ПРЕДЛОЖЕННЫЙ ТЕКСТ =>
+===+

Голос Вертинского и манеру исполнения — напевный и жеманный речитатив с выразительным грассированием — невозможно не узнать или с кем-то спутать. Вертинский — это ИМЯ-легенда, и другого такого нет. Обладая неповторимым шармом и аристократической магией, он, подобно гипнотизеру, умело управлял настроением публики в зале. Так в чем же феномен этого великого артиста?
Очень хорошо и точно написал о нем в своих воспоминаниях Юрий Олеша: «…поэт, странно поющий свои стихи, весь в словах и образах горькой любви, ни на кого не похожий, небывалый, вызывающий зависть… Он был для меня явлением искусства, характер которого я не могу определить, но которое для меня милее других, — искусства странного, фантастического».
Действительно, тот странный и изысканный жанр, в котором творил Вертинский, соединивший в одном лице поэта, композитора, певца и артиста, был поистине уникальным.
Начало его творческой карьеры в столице было нелегким — небольшие случайные заработки, эпизодические роли в кино и небольших театрах, мировая война, работа санитаром, но ничто не смогло помешать проявиться его артистическому таланту.
«Я знаю историю одного резинового мячика, которого до тех пор швыряли из угла в угол, пока однажды он не подпрыгнул до неба!»
С юных лет Вертинский бредил театром. Бегал на спектакли и концерты, проявляя немалую изобретательность, чтобы попасть туда, иногда ему и самому доставались небольшие роли в любительских постановках. Мечта о том, чтобы стать артистом, не покидала его никогда. И, скопив на дорогу немного денег, Вертинский отправился из родного Киева покорять Москву.
Однако, в столице молодого «гения» никто не ждал, здесь с избытком хватало и своих «непонятых». Но Вертинский верил, что он-то обязательно пробьется, только не знал, какой из его многочисленных талантов окажется востребованным, что принесет ему славу и успех. Попытка поступить в школу МХАТа закончилась неудачей — сам Станиславский, услышав его отчаянное грассирование, категорически отверг его, как будущего артиста.

+===+

ИСХОДНЫЙ МАТЕРИАЛ =>
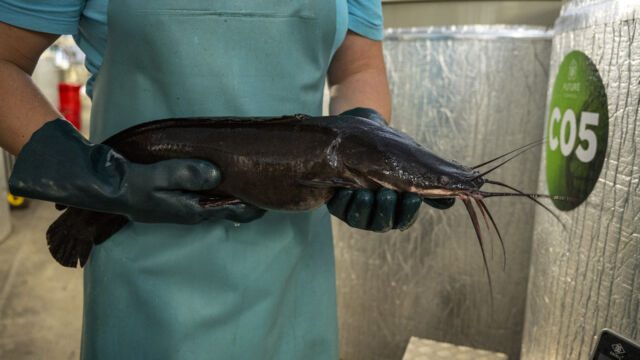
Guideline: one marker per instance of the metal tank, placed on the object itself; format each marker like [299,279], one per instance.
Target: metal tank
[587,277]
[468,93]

+===+

ЧАСТИ ЗАДАНИЯ =>
1. Назовите все роли, которые, согласно тексту о Вертинском, он соединил в одном лице.
2. Перепишите дословно отрывок текста о Вертинском между словами «Голос Вертинского и» и «был поистине уникальным.» включительно.

ОТВЕТЫ ПО ЗАДАНИЯМ =>
1. Поэт, композитор, певец, артист.

2.
Голос Вертинского и манеру исполнения — напевный и жеманный речитатив с выразительным грассированием — невозможно не узнать или с кем-то спутать. Вертинский — это ИМЯ-легенда, и другого такого нет. Обладая неповторимым шармом и аристократической магией, он, подобно гипнотизеру, умело управлял настроением публики в зале. Так в чем же феномен этого великого артиста?
Очень хорошо и точно написал о нем в своих воспоминаниях Юрий Олеша: «…поэт, странно поющий свои стихи, весь в словах и образах горькой любви, ни на кого не похожий, небывалый, вызывающий зависть… Он был для меня явлением искусства, характер которого я не могу определить, но которое для меня милее других, — искусства странного, фантастического».
Действительно, тот странный и изысканный жанр, в котором творил Вертинский, соединивший в одном лице поэта, композитора, певца и артиста, был поистине уникальным.